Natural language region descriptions
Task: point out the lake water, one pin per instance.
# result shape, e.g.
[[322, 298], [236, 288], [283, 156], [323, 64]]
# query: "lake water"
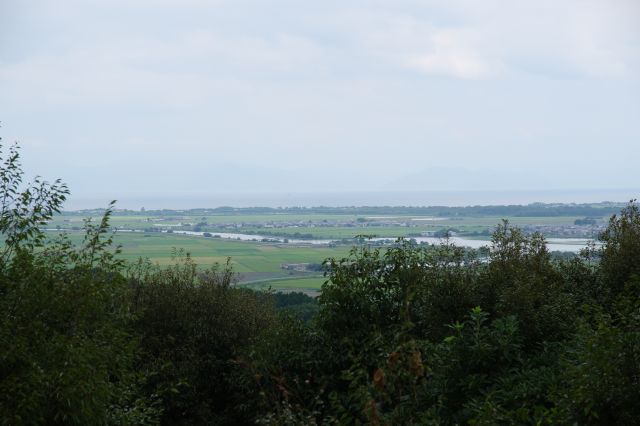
[[363, 198], [553, 244]]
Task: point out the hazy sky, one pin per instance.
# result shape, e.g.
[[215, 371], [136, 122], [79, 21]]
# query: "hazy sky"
[[192, 96]]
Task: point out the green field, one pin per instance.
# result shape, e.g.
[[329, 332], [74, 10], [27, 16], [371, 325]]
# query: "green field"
[[258, 264]]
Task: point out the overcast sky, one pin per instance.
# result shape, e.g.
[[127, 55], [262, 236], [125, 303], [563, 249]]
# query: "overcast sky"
[[201, 96]]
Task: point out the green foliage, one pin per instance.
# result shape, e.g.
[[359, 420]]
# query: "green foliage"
[[193, 326], [620, 252], [408, 335]]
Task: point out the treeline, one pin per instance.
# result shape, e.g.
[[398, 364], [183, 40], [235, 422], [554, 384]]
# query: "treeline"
[[405, 335], [590, 211]]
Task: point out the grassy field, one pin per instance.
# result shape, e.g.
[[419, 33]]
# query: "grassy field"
[[256, 262], [259, 264]]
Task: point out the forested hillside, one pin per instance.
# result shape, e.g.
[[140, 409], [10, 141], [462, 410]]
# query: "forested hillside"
[[401, 335]]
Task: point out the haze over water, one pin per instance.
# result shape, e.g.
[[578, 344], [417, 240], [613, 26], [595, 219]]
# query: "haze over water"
[[354, 198]]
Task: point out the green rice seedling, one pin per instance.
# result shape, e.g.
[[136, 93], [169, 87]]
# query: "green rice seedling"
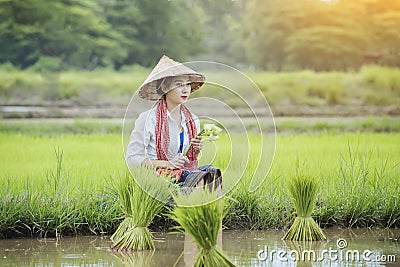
[[303, 192], [141, 199], [200, 215]]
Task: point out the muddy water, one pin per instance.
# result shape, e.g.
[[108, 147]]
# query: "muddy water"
[[358, 247]]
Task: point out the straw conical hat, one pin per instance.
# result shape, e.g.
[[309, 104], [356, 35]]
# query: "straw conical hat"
[[167, 67]]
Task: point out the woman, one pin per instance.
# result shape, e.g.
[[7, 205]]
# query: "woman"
[[162, 134]]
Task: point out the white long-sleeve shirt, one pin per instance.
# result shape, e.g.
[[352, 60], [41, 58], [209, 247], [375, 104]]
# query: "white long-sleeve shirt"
[[142, 143]]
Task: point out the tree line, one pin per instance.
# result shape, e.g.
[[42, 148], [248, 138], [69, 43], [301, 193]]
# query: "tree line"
[[259, 34]]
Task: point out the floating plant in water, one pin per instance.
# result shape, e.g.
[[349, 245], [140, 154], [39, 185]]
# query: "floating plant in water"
[[139, 208], [200, 215]]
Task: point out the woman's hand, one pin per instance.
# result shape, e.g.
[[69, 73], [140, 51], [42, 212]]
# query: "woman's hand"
[[197, 144], [177, 163]]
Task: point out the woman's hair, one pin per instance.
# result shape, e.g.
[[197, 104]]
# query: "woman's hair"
[[166, 82]]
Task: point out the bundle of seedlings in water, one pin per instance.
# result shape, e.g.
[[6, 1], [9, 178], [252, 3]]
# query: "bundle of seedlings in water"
[[200, 215], [140, 199], [303, 192]]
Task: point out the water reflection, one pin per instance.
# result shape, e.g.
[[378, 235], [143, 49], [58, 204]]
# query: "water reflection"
[[241, 246]]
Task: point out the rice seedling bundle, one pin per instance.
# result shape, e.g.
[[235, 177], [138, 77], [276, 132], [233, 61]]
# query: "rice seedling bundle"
[[141, 199], [303, 192], [202, 222]]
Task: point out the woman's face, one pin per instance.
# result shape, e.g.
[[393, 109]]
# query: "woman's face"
[[179, 90]]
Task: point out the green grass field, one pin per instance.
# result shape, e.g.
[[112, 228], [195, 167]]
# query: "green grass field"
[[52, 185], [369, 86]]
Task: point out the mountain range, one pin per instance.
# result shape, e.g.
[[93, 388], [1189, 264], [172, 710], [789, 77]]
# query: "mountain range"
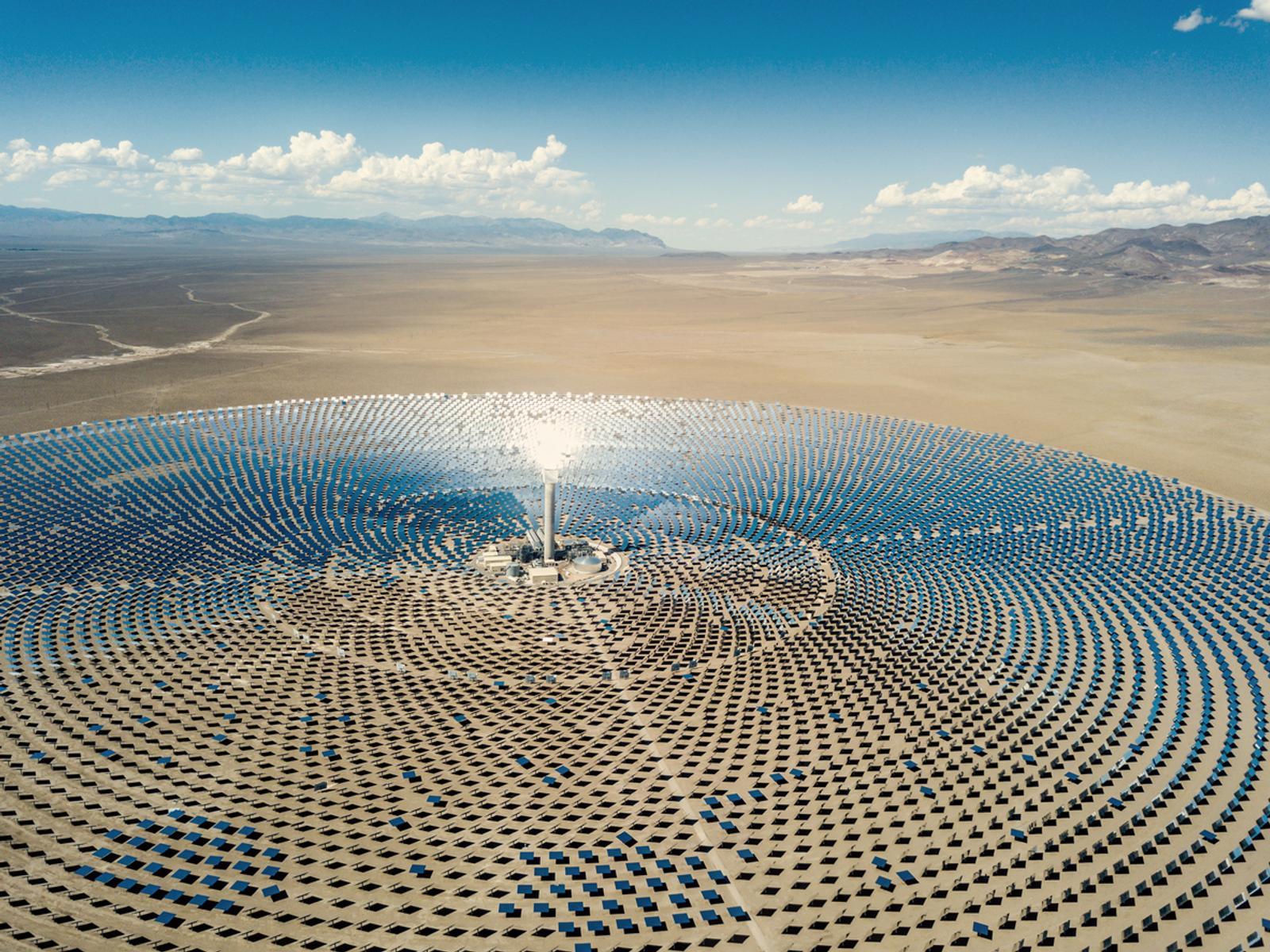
[[914, 239], [1237, 249], [438, 234]]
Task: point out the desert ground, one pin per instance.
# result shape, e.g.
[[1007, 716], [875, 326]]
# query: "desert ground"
[[1162, 376]]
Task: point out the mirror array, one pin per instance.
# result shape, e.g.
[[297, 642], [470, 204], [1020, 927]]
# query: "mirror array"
[[860, 682]]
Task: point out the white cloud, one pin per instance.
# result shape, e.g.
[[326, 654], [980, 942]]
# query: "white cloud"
[[67, 177], [1193, 21], [1259, 10], [306, 155], [629, 219], [1066, 198], [22, 160], [327, 167], [90, 152], [804, 205], [480, 175]]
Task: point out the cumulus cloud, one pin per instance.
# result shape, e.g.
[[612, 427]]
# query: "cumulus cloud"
[[486, 175], [325, 165], [67, 177], [1193, 21], [1259, 10], [305, 155], [804, 205], [1066, 198], [90, 152], [22, 159]]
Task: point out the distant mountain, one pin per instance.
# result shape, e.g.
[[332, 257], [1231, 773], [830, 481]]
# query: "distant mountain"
[[1235, 251], [441, 232], [914, 239]]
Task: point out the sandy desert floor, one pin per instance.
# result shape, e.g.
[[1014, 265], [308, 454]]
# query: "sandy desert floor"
[[1168, 378]]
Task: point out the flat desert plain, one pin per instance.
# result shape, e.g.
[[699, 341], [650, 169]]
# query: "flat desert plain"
[[1172, 378]]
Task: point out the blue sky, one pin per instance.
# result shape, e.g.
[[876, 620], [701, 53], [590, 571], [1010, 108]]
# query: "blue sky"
[[714, 126]]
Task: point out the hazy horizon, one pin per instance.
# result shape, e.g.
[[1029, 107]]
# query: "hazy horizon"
[[741, 129]]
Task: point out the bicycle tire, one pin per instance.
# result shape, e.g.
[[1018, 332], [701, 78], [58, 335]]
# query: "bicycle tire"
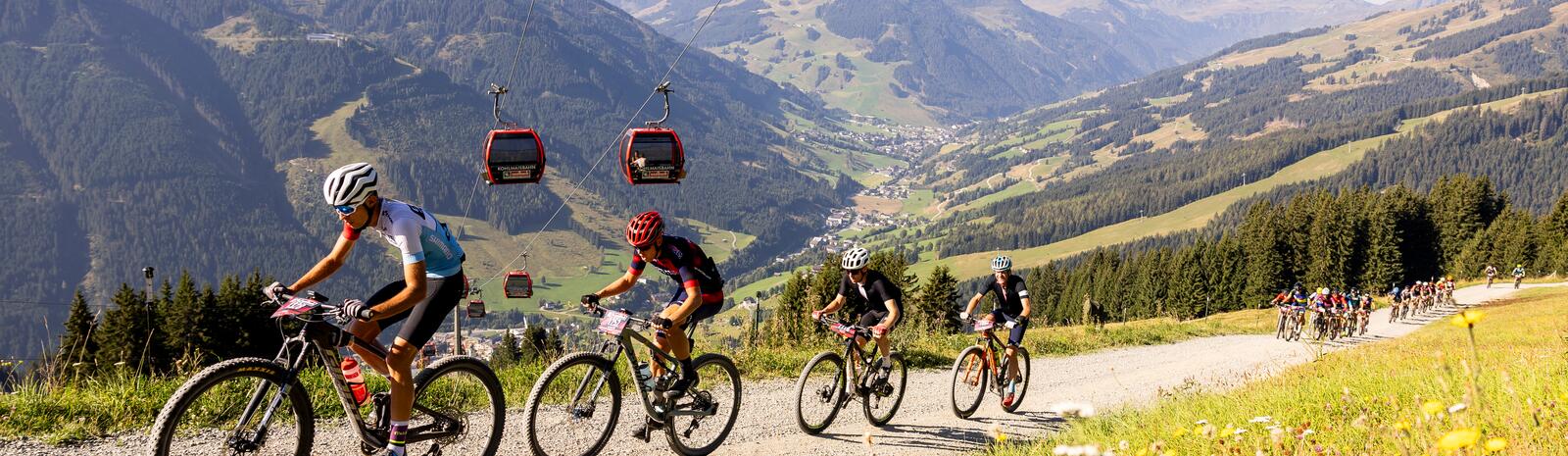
[[485, 375], [961, 367], [902, 370], [551, 374], [1023, 384], [836, 392], [267, 370], [671, 430]]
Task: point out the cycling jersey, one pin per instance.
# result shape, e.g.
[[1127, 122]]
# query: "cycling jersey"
[[877, 290], [682, 261], [1010, 296], [417, 235]]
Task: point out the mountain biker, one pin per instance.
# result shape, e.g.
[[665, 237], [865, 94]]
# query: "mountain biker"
[[702, 296], [1011, 307], [433, 280], [883, 301]]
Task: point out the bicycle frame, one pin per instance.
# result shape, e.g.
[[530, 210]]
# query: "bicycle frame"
[[995, 361], [616, 346], [325, 338]]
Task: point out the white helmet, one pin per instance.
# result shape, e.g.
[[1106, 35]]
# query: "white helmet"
[[855, 259], [1001, 264], [350, 185]]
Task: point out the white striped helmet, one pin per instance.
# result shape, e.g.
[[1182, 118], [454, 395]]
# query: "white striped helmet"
[[350, 185], [855, 259]]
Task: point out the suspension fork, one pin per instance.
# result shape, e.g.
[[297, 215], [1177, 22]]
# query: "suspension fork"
[[282, 390]]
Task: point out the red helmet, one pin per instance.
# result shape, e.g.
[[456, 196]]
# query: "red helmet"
[[645, 228]]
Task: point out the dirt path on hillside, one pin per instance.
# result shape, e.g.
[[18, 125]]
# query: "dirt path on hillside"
[[925, 425]]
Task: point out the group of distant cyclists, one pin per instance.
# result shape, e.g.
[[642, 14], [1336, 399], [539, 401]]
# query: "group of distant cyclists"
[[1325, 312], [435, 282]]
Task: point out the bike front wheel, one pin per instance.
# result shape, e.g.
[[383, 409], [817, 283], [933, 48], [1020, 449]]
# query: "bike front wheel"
[[572, 406], [883, 397], [969, 381], [819, 392], [224, 409], [460, 406]]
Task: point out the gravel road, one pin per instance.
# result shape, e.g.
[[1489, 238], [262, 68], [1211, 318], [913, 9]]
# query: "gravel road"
[[925, 425]]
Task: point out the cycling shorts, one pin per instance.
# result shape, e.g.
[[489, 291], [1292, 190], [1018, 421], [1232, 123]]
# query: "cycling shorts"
[[425, 317], [1013, 335], [875, 317]]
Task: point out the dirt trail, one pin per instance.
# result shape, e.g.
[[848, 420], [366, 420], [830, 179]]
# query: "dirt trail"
[[925, 425]]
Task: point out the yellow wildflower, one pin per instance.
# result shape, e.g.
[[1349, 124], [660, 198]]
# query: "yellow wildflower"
[[1458, 439], [1466, 319], [1496, 444]]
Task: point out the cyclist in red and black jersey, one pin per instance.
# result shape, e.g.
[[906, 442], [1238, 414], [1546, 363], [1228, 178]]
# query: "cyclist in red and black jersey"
[[700, 296]]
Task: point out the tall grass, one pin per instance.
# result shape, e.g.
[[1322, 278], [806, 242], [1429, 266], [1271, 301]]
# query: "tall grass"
[[1416, 395]]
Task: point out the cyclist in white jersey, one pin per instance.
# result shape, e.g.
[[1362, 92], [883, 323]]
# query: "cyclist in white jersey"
[[433, 282]]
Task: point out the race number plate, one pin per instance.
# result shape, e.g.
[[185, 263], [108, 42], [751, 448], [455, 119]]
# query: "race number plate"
[[295, 306], [613, 322]]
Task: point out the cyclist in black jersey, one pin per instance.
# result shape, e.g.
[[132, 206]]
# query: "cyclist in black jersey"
[[883, 300], [1011, 309], [700, 296]]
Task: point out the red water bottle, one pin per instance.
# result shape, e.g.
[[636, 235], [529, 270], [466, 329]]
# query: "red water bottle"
[[357, 382]]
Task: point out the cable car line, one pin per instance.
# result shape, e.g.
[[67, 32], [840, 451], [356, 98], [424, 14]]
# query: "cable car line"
[[663, 85]]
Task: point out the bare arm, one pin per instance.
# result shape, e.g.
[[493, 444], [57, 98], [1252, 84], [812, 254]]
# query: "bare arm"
[[326, 265], [893, 312], [413, 292]]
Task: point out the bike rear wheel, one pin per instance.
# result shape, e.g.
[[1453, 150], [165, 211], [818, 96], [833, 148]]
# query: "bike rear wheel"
[[220, 411], [459, 397], [971, 378], [819, 392], [572, 406], [882, 400], [717, 390], [1021, 385]]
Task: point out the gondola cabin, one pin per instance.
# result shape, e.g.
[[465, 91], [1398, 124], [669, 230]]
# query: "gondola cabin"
[[514, 157], [519, 284], [653, 155]]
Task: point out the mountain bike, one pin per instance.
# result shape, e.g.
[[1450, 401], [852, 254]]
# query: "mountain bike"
[[984, 367], [256, 405], [825, 381], [576, 403]]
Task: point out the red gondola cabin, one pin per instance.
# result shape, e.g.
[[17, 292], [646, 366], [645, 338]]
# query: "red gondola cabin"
[[514, 157], [653, 155], [519, 284]]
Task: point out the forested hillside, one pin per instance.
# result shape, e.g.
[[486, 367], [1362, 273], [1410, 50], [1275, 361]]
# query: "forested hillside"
[[125, 148], [192, 135]]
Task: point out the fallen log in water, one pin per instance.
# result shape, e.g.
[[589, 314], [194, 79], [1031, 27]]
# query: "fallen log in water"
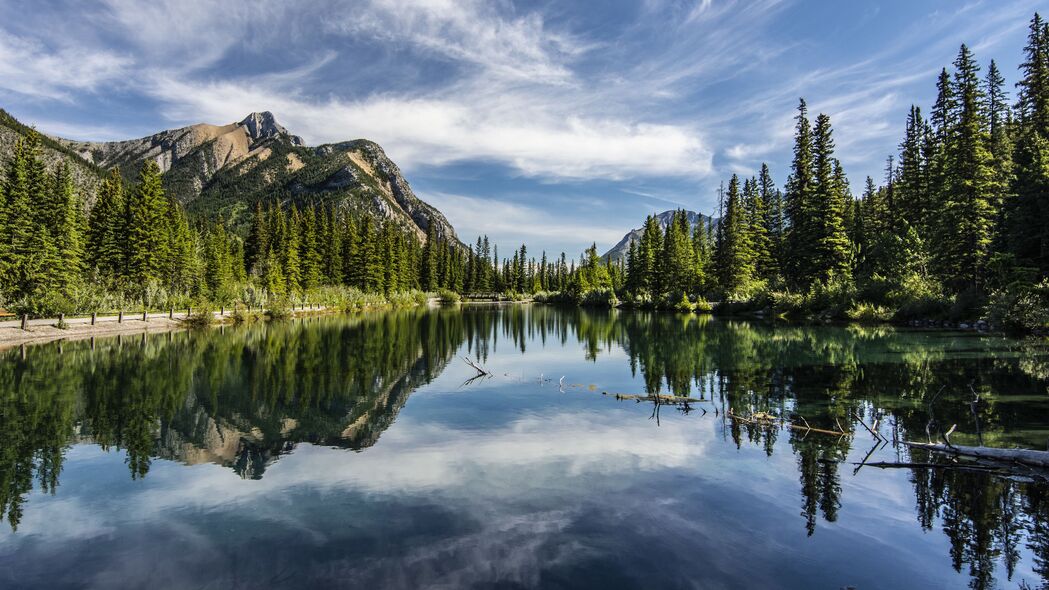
[[659, 398], [1021, 456], [768, 419]]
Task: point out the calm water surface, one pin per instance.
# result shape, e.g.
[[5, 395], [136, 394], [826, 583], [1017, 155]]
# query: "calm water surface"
[[355, 451]]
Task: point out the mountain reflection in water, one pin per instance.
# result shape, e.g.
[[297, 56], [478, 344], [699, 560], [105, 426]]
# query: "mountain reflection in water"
[[516, 480]]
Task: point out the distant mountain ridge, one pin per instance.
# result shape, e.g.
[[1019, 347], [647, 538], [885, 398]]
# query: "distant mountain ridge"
[[226, 169], [619, 251]]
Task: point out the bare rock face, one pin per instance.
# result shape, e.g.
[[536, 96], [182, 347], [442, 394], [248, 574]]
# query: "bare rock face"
[[227, 169], [618, 252], [262, 125]]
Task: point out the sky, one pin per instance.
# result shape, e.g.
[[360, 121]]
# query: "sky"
[[550, 123]]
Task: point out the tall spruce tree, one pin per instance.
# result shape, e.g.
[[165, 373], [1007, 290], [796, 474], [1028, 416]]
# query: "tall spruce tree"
[[107, 228], [797, 205], [966, 225], [146, 241], [830, 254], [1028, 215]]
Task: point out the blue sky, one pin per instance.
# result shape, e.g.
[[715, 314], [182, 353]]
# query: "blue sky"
[[551, 123]]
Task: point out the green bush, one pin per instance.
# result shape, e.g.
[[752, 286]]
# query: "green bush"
[[702, 306], [278, 310], [1021, 308], [201, 318], [869, 313], [598, 298], [448, 296], [684, 306]]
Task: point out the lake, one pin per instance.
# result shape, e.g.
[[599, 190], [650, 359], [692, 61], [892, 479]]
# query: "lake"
[[364, 451]]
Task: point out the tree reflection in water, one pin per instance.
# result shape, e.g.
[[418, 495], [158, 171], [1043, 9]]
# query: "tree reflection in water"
[[244, 397]]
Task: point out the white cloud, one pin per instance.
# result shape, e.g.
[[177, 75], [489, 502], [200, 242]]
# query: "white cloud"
[[471, 32], [479, 216], [30, 68], [534, 138]]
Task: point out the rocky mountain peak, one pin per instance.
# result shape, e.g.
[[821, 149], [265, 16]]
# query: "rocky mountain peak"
[[263, 125]]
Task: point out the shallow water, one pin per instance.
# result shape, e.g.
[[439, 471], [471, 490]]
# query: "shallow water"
[[356, 451]]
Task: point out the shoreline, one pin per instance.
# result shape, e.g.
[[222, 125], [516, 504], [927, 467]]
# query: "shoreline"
[[44, 331]]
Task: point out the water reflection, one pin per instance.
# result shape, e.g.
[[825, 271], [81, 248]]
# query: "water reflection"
[[528, 459]]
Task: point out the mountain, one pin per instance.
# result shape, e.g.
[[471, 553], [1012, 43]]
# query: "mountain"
[[226, 169], [54, 153], [618, 252]]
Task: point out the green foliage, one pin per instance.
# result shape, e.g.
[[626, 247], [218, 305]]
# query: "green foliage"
[[869, 313], [448, 296], [1022, 308], [204, 317]]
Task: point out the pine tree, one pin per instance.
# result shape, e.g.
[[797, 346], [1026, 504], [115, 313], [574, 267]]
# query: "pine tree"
[[999, 123], [967, 219], [912, 204], [258, 241], [218, 262], [107, 227], [1028, 215], [68, 230], [290, 257], [18, 219], [830, 254], [734, 259], [428, 274], [771, 267], [309, 251], [797, 205], [146, 246]]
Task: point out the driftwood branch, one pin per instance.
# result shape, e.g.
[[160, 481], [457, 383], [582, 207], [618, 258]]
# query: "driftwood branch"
[[480, 371], [1037, 459], [768, 419], [869, 429]]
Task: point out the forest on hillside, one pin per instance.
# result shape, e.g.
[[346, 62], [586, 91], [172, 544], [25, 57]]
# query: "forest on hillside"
[[959, 229]]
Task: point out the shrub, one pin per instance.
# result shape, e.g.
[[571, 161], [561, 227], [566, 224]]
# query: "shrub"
[[684, 306], [1021, 308], [279, 310], [201, 318], [869, 313], [702, 306], [448, 296], [599, 298], [787, 303]]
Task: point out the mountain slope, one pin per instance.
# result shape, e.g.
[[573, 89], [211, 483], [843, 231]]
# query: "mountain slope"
[[85, 175], [618, 252], [226, 169]]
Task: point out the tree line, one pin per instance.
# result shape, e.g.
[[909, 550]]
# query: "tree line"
[[961, 216], [137, 247]]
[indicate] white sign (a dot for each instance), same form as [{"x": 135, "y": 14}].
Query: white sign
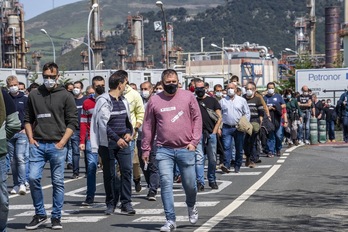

TASK GOAL
Each line of the data that has the string "sign" should be returned.

REPLY
[indicate] white sign (a dot for each instance), same form as [{"x": 135, "y": 14}].
Query: white sign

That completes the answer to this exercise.